** RECORDS TO USE **
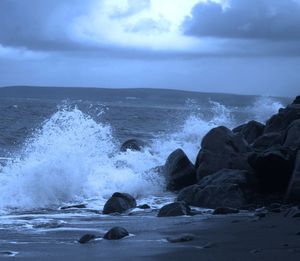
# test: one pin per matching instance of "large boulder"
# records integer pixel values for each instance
(280, 121)
(293, 192)
(174, 209)
(221, 148)
(116, 233)
(119, 203)
(268, 141)
(179, 171)
(250, 131)
(133, 144)
(273, 169)
(292, 137)
(226, 188)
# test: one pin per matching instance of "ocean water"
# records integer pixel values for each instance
(58, 150)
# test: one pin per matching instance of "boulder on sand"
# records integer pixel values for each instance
(179, 171)
(273, 169)
(293, 192)
(116, 233)
(119, 203)
(225, 188)
(221, 149)
(133, 144)
(174, 209)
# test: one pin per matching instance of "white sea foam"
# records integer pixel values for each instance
(72, 158)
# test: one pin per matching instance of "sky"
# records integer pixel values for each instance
(229, 46)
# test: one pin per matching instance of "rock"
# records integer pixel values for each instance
(73, 206)
(250, 131)
(280, 121)
(226, 188)
(133, 144)
(174, 209)
(144, 206)
(292, 212)
(116, 233)
(181, 238)
(292, 137)
(268, 141)
(221, 149)
(225, 211)
(86, 238)
(293, 192)
(179, 171)
(273, 169)
(119, 203)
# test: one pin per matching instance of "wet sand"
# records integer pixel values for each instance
(235, 237)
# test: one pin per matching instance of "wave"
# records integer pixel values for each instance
(72, 158)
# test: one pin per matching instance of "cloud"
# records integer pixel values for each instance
(275, 20)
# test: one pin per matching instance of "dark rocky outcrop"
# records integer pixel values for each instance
(292, 136)
(226, 188)
(221, 148)
(133, 144)
(225, 211)
(280, 121)
(293, 192)
(179, 171)
(116, 233)
(144, 206)
(250, 131)
(119, 203)
(267, 141)
(86, 238)
(273, 169)
(174, 209)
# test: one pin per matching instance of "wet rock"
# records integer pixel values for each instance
(73, 206)
(144, 206)
(86, 238)
(221, 148)
(133, 144)
(119, 203)
(116, 233)
(250, 131)
(179, 171)
(292, 139)
(273, 169)
(174, 209)
(225, 211)
(292, 212)
(226, 188)
(181, 238)
(293, 192)
(268, 141)
(280, 121)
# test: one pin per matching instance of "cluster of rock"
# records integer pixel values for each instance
(251, 164)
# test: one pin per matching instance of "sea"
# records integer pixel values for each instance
(61, 146)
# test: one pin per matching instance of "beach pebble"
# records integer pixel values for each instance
(144, 206)
(174, 209)
(116, 233)
(225, 211)
(119, 203)
(181, 238)
(86, 238)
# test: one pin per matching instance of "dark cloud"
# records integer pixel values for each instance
(246, 19)
(38, 25)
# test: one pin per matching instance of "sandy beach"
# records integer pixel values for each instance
(236, 237)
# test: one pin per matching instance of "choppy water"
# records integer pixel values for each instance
(58, 152)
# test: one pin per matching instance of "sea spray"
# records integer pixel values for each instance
(73, 158)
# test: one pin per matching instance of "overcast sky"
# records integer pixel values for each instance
(236, 46)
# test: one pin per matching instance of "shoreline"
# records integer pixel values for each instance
(231, 237)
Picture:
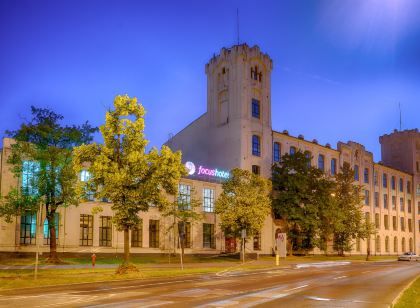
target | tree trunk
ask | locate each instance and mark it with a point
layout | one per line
(126, 246)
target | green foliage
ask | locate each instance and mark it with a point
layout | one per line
(45, 145)
(244, 203)
(123, 172)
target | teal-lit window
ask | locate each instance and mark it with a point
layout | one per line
(47, 229)
(276, 152)
(28, 229)
(30, 171)
(184, 197)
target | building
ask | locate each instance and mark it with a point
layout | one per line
(236, 131)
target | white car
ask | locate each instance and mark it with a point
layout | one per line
(408, 256)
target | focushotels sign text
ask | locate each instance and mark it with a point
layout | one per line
(204, 171)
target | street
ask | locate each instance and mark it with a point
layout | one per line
(332, 284)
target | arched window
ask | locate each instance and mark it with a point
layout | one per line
(378, 244)
(256, 145)
(356, 172)
(321, 162)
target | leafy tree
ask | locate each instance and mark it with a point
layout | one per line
(244, 203)
(42, 149)
(299, 192)
(349, 221)
(124, 173)
(184, 210)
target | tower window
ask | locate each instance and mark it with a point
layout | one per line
(256, 145)
(255, 108)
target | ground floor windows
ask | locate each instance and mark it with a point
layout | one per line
(28, 229)
(153, 233)
(105, 231)
(86, 230)
(208, 236)
(137, 235)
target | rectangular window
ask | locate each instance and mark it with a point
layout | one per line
(256, 169)
(208, 236)
(256, 145)
(153, 233)
(257, 241)
(86, 230)
(105, 231)
(184, 197)
(208, 200)
(276, 152)
(47, 229)
(28, 229)
(137, 235)
(255, 108)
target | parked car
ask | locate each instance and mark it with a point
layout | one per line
(408, 256)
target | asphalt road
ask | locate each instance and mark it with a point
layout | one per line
(373, 284)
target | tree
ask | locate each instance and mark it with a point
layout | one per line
(299, 192)
(42, 156)
(184, 211)
(349, 222)
(122, 171)
(244, 203)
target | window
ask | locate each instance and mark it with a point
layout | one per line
(187, 234)
(384, 180)
(376, 199)
(366, 176)
(321, 162)
(208, 200)
(86, 230)
(47, 229)
(356, 172)
(333, 166)
(292, 150)
(276, 152)
(30, 170)
(105, 231)
(395, 244)
(184, 197)
(255, 108)
(208, 236)
(257, 241)
(308, 156)
(153, 233)
(137, 235)
(367, 198)
(28, 229)
(256, 169)
(256, 145)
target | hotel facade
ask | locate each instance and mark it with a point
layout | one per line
(236, 131)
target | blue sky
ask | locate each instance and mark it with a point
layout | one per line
(340, 67)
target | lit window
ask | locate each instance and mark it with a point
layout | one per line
(256, 145)
(255, 108)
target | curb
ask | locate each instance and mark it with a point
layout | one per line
(395, 300)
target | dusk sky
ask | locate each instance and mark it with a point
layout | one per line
(340, 67)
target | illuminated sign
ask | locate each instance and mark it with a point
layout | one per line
(206, 171)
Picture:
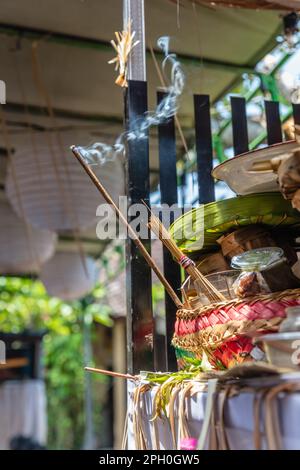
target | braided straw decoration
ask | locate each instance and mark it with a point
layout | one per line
(188, 314)
(212, 337)
(211, 333)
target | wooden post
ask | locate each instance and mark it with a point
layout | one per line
(206, 187)
(239, 125)
(168, 189)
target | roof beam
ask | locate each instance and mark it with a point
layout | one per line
(98, 44)
(62, 113)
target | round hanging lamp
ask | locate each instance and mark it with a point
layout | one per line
(69, 277)
(23, 248)
(50, 190)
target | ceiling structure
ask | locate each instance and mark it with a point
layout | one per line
(215, 46)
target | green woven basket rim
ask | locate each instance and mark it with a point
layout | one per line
(220, 217)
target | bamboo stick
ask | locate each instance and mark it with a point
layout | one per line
(132, 233)
(111, 373)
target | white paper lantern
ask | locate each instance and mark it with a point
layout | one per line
(67, 277)
(55, 191)
(22, 248)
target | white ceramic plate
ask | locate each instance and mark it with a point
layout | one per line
(239, 175)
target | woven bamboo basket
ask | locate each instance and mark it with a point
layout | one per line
(224, 330)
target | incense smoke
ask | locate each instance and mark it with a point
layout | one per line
(99, 152)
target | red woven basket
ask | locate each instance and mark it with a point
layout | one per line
(228, 326)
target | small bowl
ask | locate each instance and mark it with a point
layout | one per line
(282, 349)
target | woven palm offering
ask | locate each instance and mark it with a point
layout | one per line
(219, 334)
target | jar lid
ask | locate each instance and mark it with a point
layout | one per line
(257, 259)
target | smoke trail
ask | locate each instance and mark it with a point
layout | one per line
(99, 152)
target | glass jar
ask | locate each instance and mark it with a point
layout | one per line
(251, 282)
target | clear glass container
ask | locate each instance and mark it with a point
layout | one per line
(257, 259)
(250, 282)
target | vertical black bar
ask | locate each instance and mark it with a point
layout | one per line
(169, 196)
(274, 131)
(296, 113)
(239, 125)
(204, 150)
(138, 274)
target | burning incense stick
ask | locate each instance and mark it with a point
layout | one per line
(111, 373)
(132, 233)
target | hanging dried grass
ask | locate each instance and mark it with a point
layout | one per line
(123, 47)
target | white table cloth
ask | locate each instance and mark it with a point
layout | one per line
(22, 411)
(239, 421)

** EXERCISE BRIEF **
Please print exactly the lines of the entries above, beginning with the line that contains "target | bamboo stick" and ending with the last line.

** WRITTEN ANSWER **
target | bamboo stick
ask | locate each instance and mark it with a point
layout | one per line
(132, 233)
(111, 373)
target | white paper lantern
ask | locate each instance and mark it with a point
layout | one per line
(67, 277)
(55, 191)
(22, 248)
target | white ceramic plate
ask | locate each instance and mark it with a point
layout | one per line
(239, 175)
target | woven bamboo basket
ask | locate each instance and mark it with a point
layout | one per line
(224, 330)
target | incense smoke
ask | locate each instance and mark it with a point
layout | one per line
(99, 152)
target | red woven basket
ask | locate each instance and mark it with a point
layout | one per line
(228, 326)
target | small bowl
ask | locate each instance and mark it with a point
layout | one per line
(282, 349)
target | woven palm offering
ask | locate each instance and mark it with a point
layout | one per line
(219, 334)
target | jar lid
ask | locate each instance and mark it with a point
layout | one per line
(257, 259)
target | smoke trail
ask | locate each instance and mark it with a point
layout | one per line
(99, 152)
target | glass jar
ask | locate each instance and mark it with a point
layout | one per line
(251, 282)
target | clear glass container
ask | locate each instance and mark it with a point
layout | one per line
(257, 259)
(250, 282)
target | vertical black bar
ask | locate each instance and mark it with a point
layout | one per line
(169, 196)
(274, 131)
(296, 113)
(239, 125)
(204, 150)
(138, 274)
target | burning incense stick
ask | locate each instance and mark it with a point
layout | one per line
(111, 373)
(132, 233)
target | hanging dried grass
ask | locate each instance and mark it with a point
layout | one per line
(123, 47)
target | white table cloth
ask | locate each instance and mark it with a point
layout | one per line
(22, 411)
(239, 421)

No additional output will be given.